Prompt a —
Please find every line of the listing that contains the string "neck" and copy each one. Case counts.

Supplied text —
======
It'll keep him busy and outta your hair for ski season ;-)


----------



## wa-loaf (Nov 3, 2008)

Trekchick said:


> He is calling this bike his project bike and told me to keep an open mind when I see it.
> What's that supposed to mean? :???:



It means it will never run. ;-)


----------



## Trekchick (Nov 3, 2008)

Rossi Smash said:


> "Project" is code for either an older bike in rough shape with parts missing OR a really neglected newer bike usually owned by a "buy a new one every two years"  kinda guy.
> It can also mean "P O S"
> It'll keep him busy and outta your hair for ski season ;-)


Mr TC gets a new Dirtbike every two years, but his old bikes that he sells are usually in great condition when he sells them but that's because he races enduros and he needs his bikes to be mechanically sound.





wa-loaf said:


> It means it will never run. ;-)



He also has a Montessa, a 1961 Yamaha trail bike, and a 57 Chevy that are "project's"
I know all about taking up garage space.  The thing that will get this one done is the fact that he has buddies who ride ice and will bug him to get it done.
Hmmmm, it just occurred to me, perhaps they want him to do this because we have equipment to plow the ice :roll:


----------



## Gremf (Nov 4, 2008)

*Winding down?*

Doesn't stop for me except if it's way too cold to ride.  Probably going to turn my other SS rig into a quasi snow bike by getting the fattest tire I can fit up front (2.7s) and the fattest tire in the back (2.5s) and ride that in the fluffy stuff.
======
Data rows —
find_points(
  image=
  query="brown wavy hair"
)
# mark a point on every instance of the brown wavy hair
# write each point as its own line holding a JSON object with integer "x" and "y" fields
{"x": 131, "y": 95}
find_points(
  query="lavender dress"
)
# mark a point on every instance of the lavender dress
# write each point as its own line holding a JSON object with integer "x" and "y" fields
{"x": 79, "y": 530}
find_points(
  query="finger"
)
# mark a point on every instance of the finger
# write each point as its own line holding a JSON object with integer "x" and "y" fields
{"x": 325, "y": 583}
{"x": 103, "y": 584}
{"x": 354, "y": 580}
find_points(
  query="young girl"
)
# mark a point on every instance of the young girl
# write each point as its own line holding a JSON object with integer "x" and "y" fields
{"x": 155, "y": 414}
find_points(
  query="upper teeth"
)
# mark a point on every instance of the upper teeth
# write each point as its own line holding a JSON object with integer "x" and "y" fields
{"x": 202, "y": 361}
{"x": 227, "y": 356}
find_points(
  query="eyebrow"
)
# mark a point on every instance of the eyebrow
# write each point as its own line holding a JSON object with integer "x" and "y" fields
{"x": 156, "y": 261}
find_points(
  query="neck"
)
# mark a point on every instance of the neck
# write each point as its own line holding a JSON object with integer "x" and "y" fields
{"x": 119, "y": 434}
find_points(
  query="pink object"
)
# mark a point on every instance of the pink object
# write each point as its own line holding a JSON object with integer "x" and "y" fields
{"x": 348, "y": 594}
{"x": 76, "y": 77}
======
Prompt b —
In the forum thread about the project bike, how often does Mr TC get a new dirt bike?

Complete answer a —
  query="neck"
# mark a point on every instance of the neck

Complete answer b —
Every two years.